課題 A
出典のうち「結果的に、オープン時の印象と」から「写真を撮る方は難しい色味なので、ホワイトバランスに要注意です(笑)」までの部分を、「暖簾」を「看板」に書き換えたうえで示してください。
課題 B
出典に基づき、次の問いに答えてください。
(i) 鮨たかはしがオープンしたのは何年何月ですか。
(ii) 店内のカウンターは何席ですか。
(iii) 高橋親方は何歳で独立しましたか。

### 出典 ###

こんにちは、鮨を愛する鮨ブロガーのすしログ(@sushilog01)です。
2014年3月に東銀座にオープンされた鮨たかはしさん。
僕はオープン直後の5月に訪問させて頂いた事がありますが、2020年10月に日テレ系の「新・日本男児と中居」 のロケで再訪するという、奇縁に恵まれました。
そして、テレビのロケ訪問だけでは不礼かと思い、この度プライベートで再訪しました。
結果的に、オープン時の印象とはガラリと異なる内容になっていて、現代の東京の鮨を代表する味だと実感しました。
鮨たかはしの立地と雰囲気
鮨たかはしさんは銀座一丁目にあり、駅から至近の好立地にあります。
「二丁目寄りの一丁目」なので、銀座の中でも落ち着いたエリアです。
ビルの1階の、少し奥まった場所に暖簾が掛かっていて、店内はカウンター7席のみ。
2回転制で14名のみなので、プレミアムシート化しています。
席の間隔は広めなので、窮屈な感じは全くありません。
店内の照明は控えめで、鮨店としては珍しく温かみのある黄白色。
写真を撮る方は難しい色味なので、ホワイトバランスに要注意です(笑)
鮨たかはしの親方・高橋潤さんと仕事について
「鮨バブル」の現在でこそ若い方の独立が増えていますが、親方の高橋潤さんは先駆けであるように感じます。
高橋親方は、ミシュラン三ツ星でありながら訪問が困難なために星を返上して会員制に移行した「鮨さいとう」さんで修業された後、27歳で独立されました。
オープン直後に訪問した際には若々しく、初々しい雰囲気であった高橋親方も、激戦区・銀座で6年も経てば、親方の貫禄を纏っておられます。
色々な意味で「難しい」お客さんが多い銀座は、他の土地よりも人を鍛えるのかな…などと考えました。

### 提供データ ###

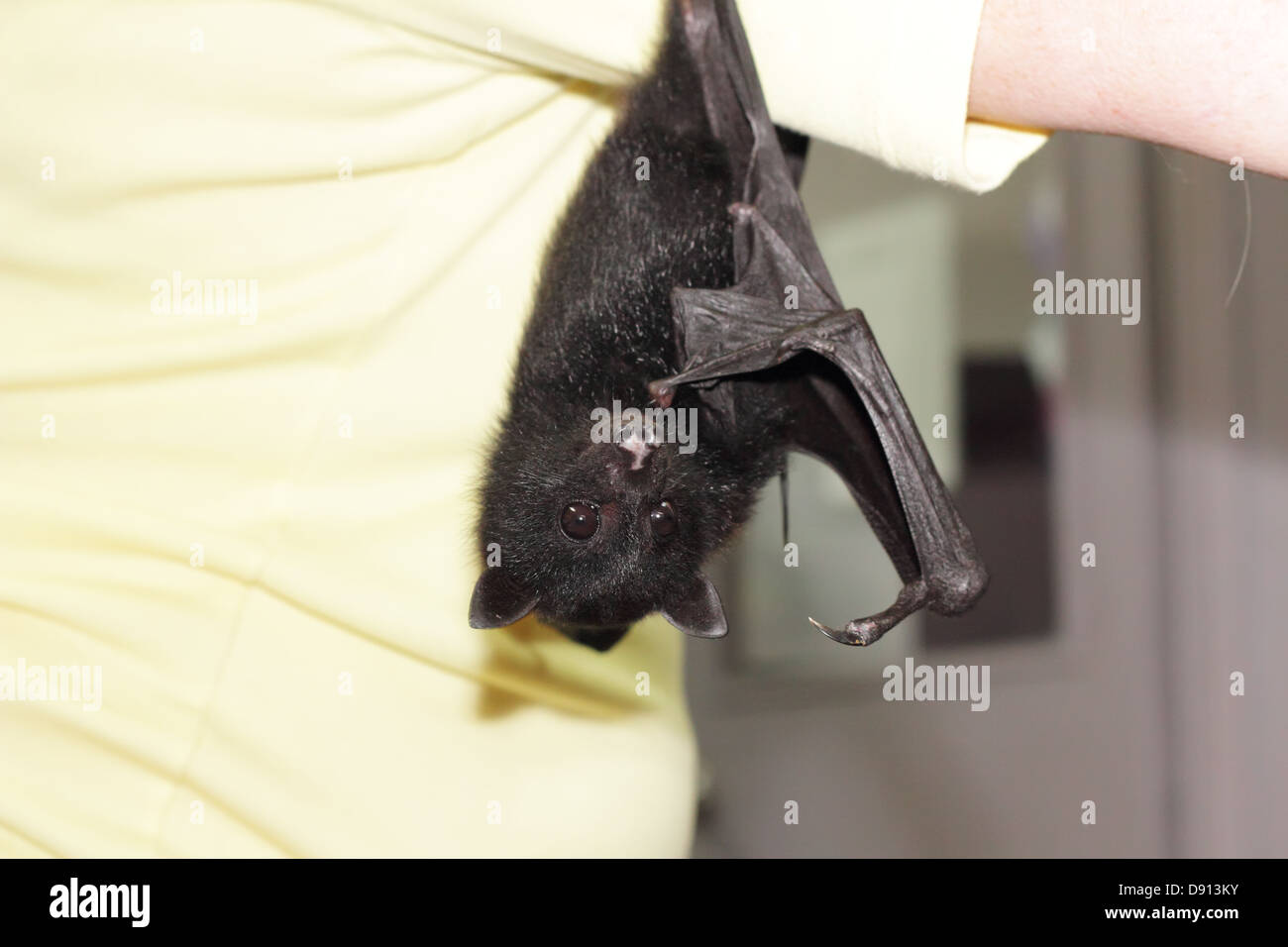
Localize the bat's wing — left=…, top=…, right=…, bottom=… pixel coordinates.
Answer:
left=649, top=0, right=988, bottom=644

###

解答 A
結果的に、オープン時の印象とはガラリと異なる内容になっていて、現代の東京の鮨を代表する味だと実感しました。
鮨たかはしの立地と雰囲気
鮨たかはしさんは銀座一丁目にあり、駅から至近の好立地にあります。
「二丁目寄りの一丁目」なので、銀座の中でも落ち着いたエリアです。
ビルの1階の、少し奥まった場所に看板が掛かっていて、店内はカウンター7席のみ。
2回転制で14名のみなので、プレミアムシート化しています。
席の間隔は広めなので、窮屈な感じは全くありません。
店内の照明は控えめで、鮨店としては珍しく温かみのある黄白色。
写真を撮る方は難しい色味なので、ホワイトバランスに要注意です(笑)

解答 B
(i) 2014年3月
(ii) 7席
(iii) 27歳